*Testo fornito*.
+ + + + +

Un "ultimo giorno" virtuale e triste

Un "ultimo giorno" virtuale e triste

di Eliana Agata Marchese

Ultimo giorno. Si chiude un ciclo: la scuola va a stagioni. È da quando avevo sei anni che assisto all’euforia di metà giugno. Le uova e la farina che non si dovrebbero portare, ma che gli studenti lanciano lo stesso. I gavettoni gelati. I palloncini liberati in aria quando mia figlia ha finito la quinta elementare. Soprattutto, nei ragazzi, la gioia incontenibile, di cui una volta ero parte. 

Poi, negli anni, sono passata a guardare le loro schiene, vederli sciamare fuori. Rimanere un passo indietro con un filo di malinconia e magari tornare dentro a impacchettare gli ultimi temi. Quest’anno - l’anno del Covid, della paura e della clausura - nemmeno l’ultimo giorno si è salvato. E noi, del ciclo che dovrebbe chiudersi, raccogliamo invece le macerie.

+ + + + +

*Sezione dati*.
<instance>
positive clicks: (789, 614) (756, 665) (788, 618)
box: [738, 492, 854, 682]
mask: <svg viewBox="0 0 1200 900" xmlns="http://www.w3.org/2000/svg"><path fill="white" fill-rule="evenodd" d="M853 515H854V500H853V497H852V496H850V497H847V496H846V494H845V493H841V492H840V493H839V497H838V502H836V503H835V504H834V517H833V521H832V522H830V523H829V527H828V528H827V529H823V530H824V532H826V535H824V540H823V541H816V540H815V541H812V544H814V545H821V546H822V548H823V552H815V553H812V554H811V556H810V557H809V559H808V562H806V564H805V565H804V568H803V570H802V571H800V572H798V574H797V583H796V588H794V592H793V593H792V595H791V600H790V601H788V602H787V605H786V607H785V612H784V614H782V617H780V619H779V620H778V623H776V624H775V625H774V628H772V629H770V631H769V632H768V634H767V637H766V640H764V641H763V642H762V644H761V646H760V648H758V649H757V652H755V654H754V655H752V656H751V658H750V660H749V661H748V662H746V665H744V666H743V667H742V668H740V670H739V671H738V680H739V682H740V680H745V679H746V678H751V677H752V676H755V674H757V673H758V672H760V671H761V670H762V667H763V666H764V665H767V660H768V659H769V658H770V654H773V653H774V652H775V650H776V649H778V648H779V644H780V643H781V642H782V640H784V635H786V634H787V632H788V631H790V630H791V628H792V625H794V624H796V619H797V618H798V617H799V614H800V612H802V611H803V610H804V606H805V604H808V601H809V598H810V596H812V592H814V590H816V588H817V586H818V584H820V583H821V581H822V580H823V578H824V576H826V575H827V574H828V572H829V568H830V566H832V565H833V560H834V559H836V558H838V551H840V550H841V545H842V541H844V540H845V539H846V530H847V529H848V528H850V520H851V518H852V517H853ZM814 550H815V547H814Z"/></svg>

+ + + + +

*Attività 1*. Trascrivi dal testo sull'ultimo giorno di scuola il passo che inizia con le parole "Poi, negli anni, sono" e si ferma dopo "invece le macerie.".
*Attività 2*. Riassumi in due frasi il testo sull'ultimo giorno di scuola.

*Risposta finale 1*.
Poi, negli anni, sono passata a guardare le loro schiene, vederli sciamare fuori. Rimanere un passo indietro con un filo di malinconia e magari tornare dentro a impacchettare gli ultimi temi. Quest’anno - l’anno del Covid, della paura e della clausura - nemmeno l’ultimo giorno si è salvato. E noi, del ciclo che dovrebbe chiudersi, raccogliamo invece le macerie.

*Risposta finale 2*. Fin da quando aveva sei anni l'autrice assiste all'euforia di metà giugno, fatta di uova, farina, gavettoni e della gioia incontenibile dei ragazzi, che col tempo ha imparato a guardare da un passo indietro con un filo di malinconia. Quest'anno, segnato dal Covid, dalla paura e dalla clausura, nemmeno l'ultimo giorno si è salvato, e del ciclo che dovrebbe chiudersi si raccolgono invece le macerie.